ACTIVITY: Print every entry word for word, but omit the pictures.

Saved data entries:
= = =

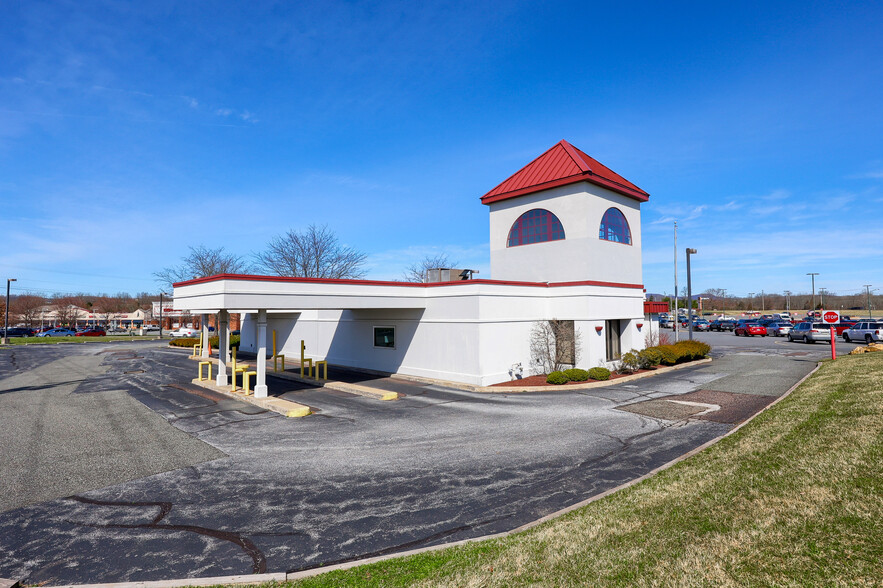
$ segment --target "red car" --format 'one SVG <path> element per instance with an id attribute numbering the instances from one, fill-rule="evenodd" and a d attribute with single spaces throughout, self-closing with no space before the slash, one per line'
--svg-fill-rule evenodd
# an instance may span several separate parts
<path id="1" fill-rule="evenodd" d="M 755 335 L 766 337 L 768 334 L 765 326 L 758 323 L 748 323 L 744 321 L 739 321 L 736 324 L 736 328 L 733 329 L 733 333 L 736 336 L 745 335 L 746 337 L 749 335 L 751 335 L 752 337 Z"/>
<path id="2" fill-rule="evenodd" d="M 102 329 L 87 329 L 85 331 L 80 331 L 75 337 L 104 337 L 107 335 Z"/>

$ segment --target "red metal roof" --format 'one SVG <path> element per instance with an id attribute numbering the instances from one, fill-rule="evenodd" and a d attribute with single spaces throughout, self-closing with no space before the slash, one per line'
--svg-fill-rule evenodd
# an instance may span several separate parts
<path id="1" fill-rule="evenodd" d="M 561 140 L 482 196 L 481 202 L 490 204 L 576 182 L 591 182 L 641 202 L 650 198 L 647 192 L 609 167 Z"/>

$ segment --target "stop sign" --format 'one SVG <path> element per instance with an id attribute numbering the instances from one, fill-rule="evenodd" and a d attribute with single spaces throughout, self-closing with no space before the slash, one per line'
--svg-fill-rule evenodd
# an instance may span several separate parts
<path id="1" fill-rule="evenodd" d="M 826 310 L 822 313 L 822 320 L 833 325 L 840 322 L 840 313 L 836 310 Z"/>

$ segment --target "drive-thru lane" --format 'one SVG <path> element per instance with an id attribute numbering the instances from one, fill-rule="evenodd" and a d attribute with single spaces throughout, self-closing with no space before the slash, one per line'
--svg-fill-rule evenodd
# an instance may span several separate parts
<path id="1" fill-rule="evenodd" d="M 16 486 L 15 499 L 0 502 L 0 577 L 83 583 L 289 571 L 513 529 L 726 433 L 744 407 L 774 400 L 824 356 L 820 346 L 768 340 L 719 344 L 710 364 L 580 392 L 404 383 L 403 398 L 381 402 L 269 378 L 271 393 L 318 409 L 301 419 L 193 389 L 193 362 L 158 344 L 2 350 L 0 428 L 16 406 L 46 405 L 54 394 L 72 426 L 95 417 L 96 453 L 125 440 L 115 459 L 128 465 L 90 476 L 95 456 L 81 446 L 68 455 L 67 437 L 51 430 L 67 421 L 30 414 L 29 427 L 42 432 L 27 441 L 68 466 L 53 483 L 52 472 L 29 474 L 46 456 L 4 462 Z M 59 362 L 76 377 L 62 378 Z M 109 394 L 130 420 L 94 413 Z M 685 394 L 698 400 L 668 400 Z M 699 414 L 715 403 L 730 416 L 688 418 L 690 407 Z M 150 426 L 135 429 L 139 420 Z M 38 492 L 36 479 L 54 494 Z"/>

= = =

THE ANSWER:
$ segment --target "red car" --format 'one SVG <path> element per instance with an id attribute numbering the instances from one, fill-rule="evenodd" and a d attribute with single spaces throughout, self-closing with no space before the slash, one per line'
--svg-fill-rule evenodd
# an instance may span several separate parts
<path id="1" fill-rule="evenodd" d="M 755 335 L 766 337 L 768 334 L 765 326 L 758 323 L 748 323 L 744 321 L 739 321 L 736 324 L 736 328 L 733 329 L 733 333 L 736 336 L 745 335 L 746 337 L 749 335 L 751 335 L 752 337 Z"/>
<path id="2" fill-rule="evenodd" d="M 102 329 L 87 329 L 85 331 L 80 331 L 75 337 L 104 337 L 107 335 Z"/>

$ segment --target "red metal roof" --format 'one SVG <path> element per instance with an id attribute numbering the instances from one, fill-rule="evenodd" and a d attribute with single spaces throughout, self-closing with no space before the slash, one per line'
--svg-fill-rule evenodd
# an instance may span several separate parts
<path id="1" fill-rule="evenodd" d="M 561 140 L 482 196 L 481 202 L 490 204 L 576 182 L 591 182 L 641 202 L 650 198 L 647 192 L 609 167 Z"/>

$ segment --target "stop sign" --format 'one SVG <path> element per instance with an id attribute numbering the instances from one, fill-rule="evenodd" and a d attribute with single spaces throughout, self-closing with no space before the slash, one per line'
--svg-fill-rule evenodd
# an instance may span several separate parts
<path id="1" fill-rule="evenodd" d="M 826 310 L 822 313 L 822 320 L 833 325 L 840 322 L 840 313 L 836 310 Z"/>

$ segment --target "drive-thru lane" --format 'one SVG <path> element per instance with an id attribute numbering the instances from one, fill-rule="evenodd" and a d attribute with single spaces throughout, self-closing with no space before the slash, one per line'
--svg-fill-rule evenodd
# an instance may span several separate parts
<path id="1" fill-rule="evenodd" d="M 16 486 L 15 499 L 0 502 L 0 577 L 83 583 L 289 571 L 513 529 L 726 433 L 744 407 L 774 400 L 824 356 L 820 346 L 768 340 L 719 344 L 710 364 L 580 392 L 404 383 L 403 398 L 381 402 L 269 378 L 271 393 L 318 409 L 301 419 L 193 389 L 193 362 L 158 344 L 2 350 L 0 428 L 16 406 L 46 405 L 54 394 L 72 426 L 95 417 L 96 453 L 125 440 L 115 459 L 128 465 L 90 476 L 95 456 L 81 446 L 68 455 L 67 437 L 51 430 L 67 421 L 30 414 L 29 427 L 42 432 L 27 441 L 68 466 L 53 483 L 52 472 L 29 474 L 46 456 L 4 462 Z M 59 362 L 76 377 L 62 378 Z M 109 394 L 130 420 L 94 413 Z M 685 394 L 698 400 L 668 400 Z M 699 414 L 715 403 L 730 416 L 688 418 L 690 407 Z M 150 426 L 135 429 L 139 420 Z M 38 492 L 36 479 L 54 494 Z"/>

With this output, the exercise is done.